- Work to complete:
1/ According to the biography of Erika L. Sánchez, where did she earn her MFA in poetry?
2/ Transcribe everything in the Erika L. Sánchez biography from "Erika L. Sánchez" down to "at DePaul University.".

- Provided passage:
"""

American poet and writer

Erika L. Sánchez (born c. 1984) is an American poet and writer. She is the author of poetry collection Lessons on Expulsion, a young adult novel I Am Not Your Perfect Mexican Daughter, a 2017 finalist for the National Book Award for Young People's Literature, and Crying in the Bathroom: A Memoir. She was a professor at DePaul University.

==Early life and education==
Sánchez, the daughter of Mexican immigrants from Los Ojos, Mexico, is from Cicero, Illinois. She has two brothers. She grew up bilingual, speaking both Spanish and English. She attended Morton East High School, then the University of Illinois at Chicago, where she was Phi Beta Kappa and graduated magna cum laude. After college she traveled to Madrid, Spain, to teach English with the Fulbright program and pursued poetry. She then earned an MFA in poetry from the University of New Mexico.

"""

- Raw data:
"""

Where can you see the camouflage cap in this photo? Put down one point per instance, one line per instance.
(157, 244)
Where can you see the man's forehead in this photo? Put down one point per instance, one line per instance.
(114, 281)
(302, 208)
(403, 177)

"""

- Solutions by task:
1/ She earned it at the University of New Mexico.

2/
Erika L. Sánchez (born c. 1984) is an American poet and writer. She is the author of poetry collection Lessons on Expulsion, a young adult novel I Am Not Your Perfect Mexican Daughter, a 2017 finalist for the National Book Award for Young People's Literature, and Crying in the Bathroom: A Memoir. She was a professor at DePaul University.